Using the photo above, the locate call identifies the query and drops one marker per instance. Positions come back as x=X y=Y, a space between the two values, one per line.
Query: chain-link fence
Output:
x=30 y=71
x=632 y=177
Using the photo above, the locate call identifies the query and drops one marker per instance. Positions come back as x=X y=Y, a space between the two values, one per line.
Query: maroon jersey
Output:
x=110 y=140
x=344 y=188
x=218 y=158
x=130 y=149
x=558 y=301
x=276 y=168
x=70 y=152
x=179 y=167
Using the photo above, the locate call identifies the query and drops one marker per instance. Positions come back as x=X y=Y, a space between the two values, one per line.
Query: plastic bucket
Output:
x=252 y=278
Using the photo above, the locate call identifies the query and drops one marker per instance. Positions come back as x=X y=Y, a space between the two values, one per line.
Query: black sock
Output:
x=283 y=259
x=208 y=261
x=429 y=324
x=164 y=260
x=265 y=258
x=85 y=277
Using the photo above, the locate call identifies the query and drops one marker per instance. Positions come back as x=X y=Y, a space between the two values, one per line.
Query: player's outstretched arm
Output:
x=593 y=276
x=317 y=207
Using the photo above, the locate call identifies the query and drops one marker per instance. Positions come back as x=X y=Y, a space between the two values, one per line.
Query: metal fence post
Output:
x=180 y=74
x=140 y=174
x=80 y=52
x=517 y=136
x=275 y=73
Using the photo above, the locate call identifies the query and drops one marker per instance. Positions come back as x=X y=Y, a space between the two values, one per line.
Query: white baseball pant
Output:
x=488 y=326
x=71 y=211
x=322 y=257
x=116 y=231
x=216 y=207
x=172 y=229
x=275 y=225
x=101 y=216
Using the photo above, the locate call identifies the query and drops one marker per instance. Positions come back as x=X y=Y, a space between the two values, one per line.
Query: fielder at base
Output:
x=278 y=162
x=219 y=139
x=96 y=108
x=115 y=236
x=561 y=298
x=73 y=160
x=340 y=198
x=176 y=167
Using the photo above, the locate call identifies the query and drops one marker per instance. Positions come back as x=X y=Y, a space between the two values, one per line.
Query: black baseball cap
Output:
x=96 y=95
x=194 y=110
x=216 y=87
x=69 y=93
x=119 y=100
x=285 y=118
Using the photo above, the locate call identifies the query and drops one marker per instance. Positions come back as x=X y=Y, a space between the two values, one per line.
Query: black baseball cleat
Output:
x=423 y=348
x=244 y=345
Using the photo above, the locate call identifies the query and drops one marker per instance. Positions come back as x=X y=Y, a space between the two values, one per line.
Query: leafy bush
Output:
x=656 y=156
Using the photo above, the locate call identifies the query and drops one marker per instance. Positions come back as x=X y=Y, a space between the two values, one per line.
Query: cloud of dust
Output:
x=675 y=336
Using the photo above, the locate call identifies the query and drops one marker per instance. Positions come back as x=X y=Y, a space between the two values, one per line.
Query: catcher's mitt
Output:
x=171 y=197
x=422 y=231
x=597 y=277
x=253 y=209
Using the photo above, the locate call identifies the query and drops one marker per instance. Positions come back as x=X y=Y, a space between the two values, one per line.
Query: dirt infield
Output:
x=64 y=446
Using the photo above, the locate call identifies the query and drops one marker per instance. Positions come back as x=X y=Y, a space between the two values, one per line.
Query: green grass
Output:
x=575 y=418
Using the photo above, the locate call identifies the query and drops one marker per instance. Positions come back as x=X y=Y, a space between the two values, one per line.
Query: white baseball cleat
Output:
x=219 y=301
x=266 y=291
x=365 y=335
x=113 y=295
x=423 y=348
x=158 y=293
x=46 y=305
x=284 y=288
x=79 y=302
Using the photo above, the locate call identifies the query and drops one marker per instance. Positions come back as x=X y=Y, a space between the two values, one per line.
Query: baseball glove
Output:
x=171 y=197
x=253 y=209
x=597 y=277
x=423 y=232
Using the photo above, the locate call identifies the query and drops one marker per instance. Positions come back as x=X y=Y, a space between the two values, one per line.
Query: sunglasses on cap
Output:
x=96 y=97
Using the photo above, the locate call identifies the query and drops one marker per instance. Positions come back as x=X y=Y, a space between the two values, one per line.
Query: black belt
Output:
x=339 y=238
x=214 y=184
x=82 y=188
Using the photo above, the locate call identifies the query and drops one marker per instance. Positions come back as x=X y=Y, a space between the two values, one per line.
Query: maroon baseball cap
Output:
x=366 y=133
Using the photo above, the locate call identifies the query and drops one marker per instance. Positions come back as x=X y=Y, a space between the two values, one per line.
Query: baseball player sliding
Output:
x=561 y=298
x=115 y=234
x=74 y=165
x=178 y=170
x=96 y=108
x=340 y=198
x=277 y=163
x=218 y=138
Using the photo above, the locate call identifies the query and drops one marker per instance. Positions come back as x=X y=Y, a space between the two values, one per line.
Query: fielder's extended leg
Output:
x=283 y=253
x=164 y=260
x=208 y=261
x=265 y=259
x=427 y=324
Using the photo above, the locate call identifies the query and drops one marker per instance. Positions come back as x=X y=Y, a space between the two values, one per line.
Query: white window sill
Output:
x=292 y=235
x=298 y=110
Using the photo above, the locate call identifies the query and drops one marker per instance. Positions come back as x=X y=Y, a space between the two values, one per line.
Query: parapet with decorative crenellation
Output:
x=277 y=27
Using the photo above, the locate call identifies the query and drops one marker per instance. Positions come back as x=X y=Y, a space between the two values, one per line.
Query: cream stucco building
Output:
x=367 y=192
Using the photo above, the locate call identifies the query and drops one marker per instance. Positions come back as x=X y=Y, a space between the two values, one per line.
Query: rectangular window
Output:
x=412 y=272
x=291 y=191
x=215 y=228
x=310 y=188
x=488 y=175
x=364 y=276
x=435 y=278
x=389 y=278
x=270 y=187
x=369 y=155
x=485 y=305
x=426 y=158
····················
§ What needs to be done
Reproduce every record above, swapping "locate call" for "pointing tool" wherever it occurs and keeping everything else unchanged.

§ Exercise answer
Using the photo above, the pointing tool identifies the query and drops one marker per instance. Positions come back as x=X y=Y, a space between the two values, one per line.
Query: chain-link fence
Output:
x=30 y=71
x=632 y=177
Using the photo above, the pointing tool identifies the query and drops one marker per instance. Positions come back as x=X y=Y, a space between the two values, one per line.
Query: maroon jersey
Output:
x=110 y=140
x=344 y=188
x=218 y=158
x=130 y=149
x=558 y=301
x=276 y=168
x=70 y=152
x=179 y=167
Using the photo above, the pointing tool identifies the query and drops one marker per instance. Positions come back as x=X y=Y, a space between the two values, one per line.
Query: plastic bucket
Output:
x=252 y=278
Using the photo above, the pointing tool identifies the query and drops one marker per instance. Positions come back as x=X y=Y, a space between the two values, one per line.
Query: black sock
Output:
x=283 y=259
x=208 y=261
x=429 y=324
x=164 y=260
x=265 y=258
x=85 y=277
Using the photo above, the pointing tool identifies the query and drops one marker per instance. Positions come back as x=X y=Y, a space between the two values, one per line.
Query: player's outstretched arm
Output:
x=593 y=276
x=317 y=207
Using the photo above, the pointing tool identifies the query and drops one marker per instance. Positions come back as x=X y=Y, a space between the two values, one per line.
Query: metal fence post
Output:
x=180 y=74
x=140 y=174
x=80 y=52
x=517 y=136
x=275 y=73
Using the photo above, the pointing tool identifies the query and drops one marker per instance. Positions come back as x=X y=Y, a space between the two values, one per line.
Query: white baseball pant
Output:
x=488 y=326
x=71 y=211
x=322 y=257
x=116 y=231
x=216 y=207
x=172 y=229
x=275 y=225
x=101 y=216
Using the photo above, the pointing tool identifies the query and drops one marker per instance. Positions come back as x=X y=Y, a space between the two values, one per line.
Query: fielder at base
Output:
x=278 y=162
x=219 y=139
x=96 y=108
x=115 y=236
x=561 y=298
x=73 y=160
x=340 y=198
x=176 y=167
Using the photo above, the pointing tool identifies the query and drops one marker per instance. Positions come back as x=X y=Y, a space between the two values, one per line.
Query: black baseball cap
Output:
x=96 y=95
x=194 y=110
x=216 y=87
x=69 y=93
x=119 y=100
x=285 y=118
Using the photo above, the pointing tool identifies the query and drops one marker per instance. Positions come back as x=X y=Y, a space between the two values, one per line.
Query: black baseball cleat
Output:
x=423 y=348
x=244 y=345
Using the photo above, the pointing tool identifies the query and drops one marker per instance. Positions come back as x=X y=Y, a space between the two values, one per line.
Query: leafy bush
Output:
x=656 y=156
Using the photo above, the pointing tool identifies the query and drops one marker per instance. Positions come back as x=X y=Y, a space between the two values, one per line.
Query: cloud of dust
Output:
x=675 y=336
Using the photo above, the pointing tool identifies the query and drops one marker per instance. Positions come back as x=X y=Y, a space between the two values, one per line.
Query: catcher's mitt
Output:
x=171 y=197
x=422 y=231
x=597 y=277
x=253 y=209
Using the photo above, the pointing tool identifies the query and drops one marker per instance. Positions come back as x=X y=Y, a space between the two values, one per line.
Query: dirt infield
Output:
x=64 y=446
Using the photo above, the pointing tool identifies the query and drops one marker per instance. Positions come back as x=X y=Y, a space between the two values, one per line.
Query: green grass
Output:
x=575 y=418
Using the photo above, the pointing tool identifies the query and drops one marker per instance. Positions come back as x=X y=Y, a space between the two values, one per line.
Query: white baseball cleat
Output:
x=219 y=301
x=266 y=291
x=365 y=335
x=113 y=295
x=423 y=348
x=158 y=293
x=46 y=305
x=284 y=288
x=79 y=302
Using the photo above, the pointing tool identifies the query and drops one marker per instance. Positions come back as x=X y=Y, a space between the two values, one per line.
Query: baseball glove
Output:
x=171 y=197
x=253 y=209
x=597 y=277
x=423 y=232
Using the photo above, the pointing tool identifies the query and drops one marker per instance. Positions come back as x=X y=Y, a space between the two values, one per line.
Query: sunglasses on cap
Output:
x=96 y=97
Using the photo above, the pointing tool identifies the query and drops one marker per instance. Positions come back as x=X y=Y, a space between the two values, one per line.
Query: black belt
Output:
x=339 y=238
x=214 y=184
x=82 y=188
Using the photo above, the pointing tool identifies the query and drops one marker per instance. Positions come back as x=X y=Y, a space between the two values, one per line.
Query: maroon baseball cap
Output:
x=366 y=133
Using the photo above, the pointing tool identifies the query and drops one marker per instance. Positions come back as x=X y=Y, a space between the two values, one per line.
Query: baseball player sliding
Output:
x=561 y=298
x=115 y=234
x=74 y=165
x=178 y=170
x=96 y=108
x=340 y=198
x=277 y=163
x=218 y=138
Using the photo above, the pointing tool identifies the query and drops one marker per instance. Positions come back as x=X y=Y, a space between the two values, one per line.
Query: fielder's extended leg
Output:
x=283 y=253
x=164 y=260
x=208 y=261
x=265 y=259
x=427 y=324
Using the photo above, the pointing tool identifies the query and drops one marker per instance. Positions come back as x=X y=Y, a space between the two values, one per line.
Query: white window sill
Output:
x=292 y=235
x=298 y=110
Using the photo above, the pointing tool identifies the query and drops one marker per instance. Positions come back as x=X y=Y, a space between the two values, one per line.
Query: parapet with decorative crenellation
Output:
x=277 y=27
Using the photo above, the pointing tool identifies the query and drops one marker per instance. Positions come back as x=X y=Y, a space between the two values, one per line.
Query: cream stucco building
Output:
x=367 y=192
Using the photo above, the pointing tool identifies the query and drops one marker per instance. Positions come back as x=X y=Y, a space between the two values, one per line.
Query: rectangular window
Output:
x=412 y=272
x=291 y=191
x=215 y=228
x=310 y=188
x=488 y=175
x=364 y=276
x=435 y=278
x=389 y=278
x=270 y=187
x=369 y=155
x=485 y=305
x=426 y=158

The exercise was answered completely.